- _Texte à lire_:
# Changer clavier macbook pro 2011



## pastis666 (9 Avril 2012)

Bonjour,

J'ai renversé une bière sur mon petit macbook pro, l'ordinateur reste 100% fonctionnelle, sauf le clavier qui déconne a mort... pourriez vous m'éclairer sur la procedure pour changer un tel element?
D'avance merci


----------



## edd72 (9 Avril 2012)

"déconne a mort", c'est à dire??
Si quand tu appuie sur une touche ça te fait un caractère qui n'a rien à voir avec la choucroute alors ce n'est pas le clavier qui a mangé mais l'électronique qu'il y a en dessous...


----------



## Lucieaus (9 Avril 2012)

Si tu es certain que ça vient du clavier et pas de la carte logique  :

C'est une procédure extrêmement avancée.

Tu trouveras ici un guide illustré pour tout démonter (oui, il faut tout retirer, y compris l'écran) jusqu'à ne garder que le chasis http://www.ifixit.com/Guide/MacBook-Pro-13-Inch-Unibody-Late-2011-Upper-Case-Replacement/7665/1 ou ici en vidéo http://www.youtube.com/watch?v=B3oGp1IaQIM

Et la suite ici pour retirer le clavier http://www.youtube.com/watch?v=SJ9XnsdbGHY

Quelques tournevis, spudger http://www.ifixit.com/Tools/Spudger/IF145-002 pour les connecteurs électroniques  et bracelet antistatique obligatoire.


----------



## pastis666 (9 Avril 2012)

Merci les gars.
A vrais dire par exemple la lettre Q ne fonctionne plus du tout lorsque je fais un espace un "n" viens se glisser avent, lorsque je fais un "n" l'espace se glisse apres...
Vous pensez que c'est plus des cartes que le clavier? :'(


----------



## renan35 (10 Avril 2012)

non, uniquement clavier.
c'est juste que la biere a pu aller sur al carte mere et qu'elle lachera dans quelques semaines..

mais c'est peu probable.
il faudra ne pas l'utiliser, et ouvrir pour voir si traces de liquide sur la carte mere
pour le clavier : voir sur ebay.


----------



## pastis666 (10 Avril 2012)

- _Problèmes_:
[1] Traduisez en anglais la phrase « C'est une procédure extrêmement avancée. », tirée de la discussion sur le clavier du MacBook Pro.
[2] Dans la discussion sur le clavier du MacBook Pro, pourquoi renan35 recommande-t-il de ne plus utiliser l'ordinateur et de l'ouvrir ?
[3] Reproduisez le passage de la discussion sur le clavier du MacBook Pro qui s'ouvre sur les mots contenant "## Lucieaus (9" et se ferme sur "bracelet antistatique obligatoire.".
Le matériel qui suit ne joue aucun rôle ici.

- _Informations fournies_:

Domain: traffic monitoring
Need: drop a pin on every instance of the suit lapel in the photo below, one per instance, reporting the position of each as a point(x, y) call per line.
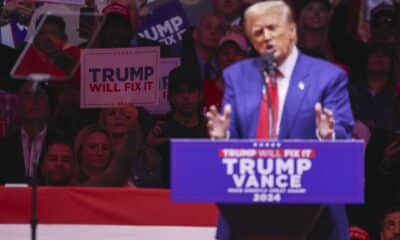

- _Résultats finaux_:
[1] It is an extremely advanced procedure.

[2] La bière a pu atteindre la carte mère, qui risque alors de lâcher dans quelques semaines. Ouvrir la machine permet de vérifier s'il reste des traces de liquide sur la carte mère.

[3]
## Lucieaus (9 Avril 2012)

Si tu es certain que ça vient du clavier et pas de la carte logique  :

C'est une procédure extrêmement avancée.

Tu trouveras ici un guide illustré pour tout démonter (oui, il faut tout retirer, y compris l'écran) jusqu'à ne garder que le chasis http://www.ifixit.com/Guide/MacBook-Pro-13-Inch-Unibody-Late-2011-Upper-Case-Replacement/7665/1 ou ici en vidéo http://www.youtube.com/watch?v=B3oGp1IaQIM

Et la suite ici pour retirer le clavier http://www.youtube.com/watch?v=SJ9XnsdbGHY

Quelques tournevis, spudger http://www.ifixit.com/Tools/Spudger/IF145-002 pour les connecteurs électroniques  et bracelet antistatique obligatoire.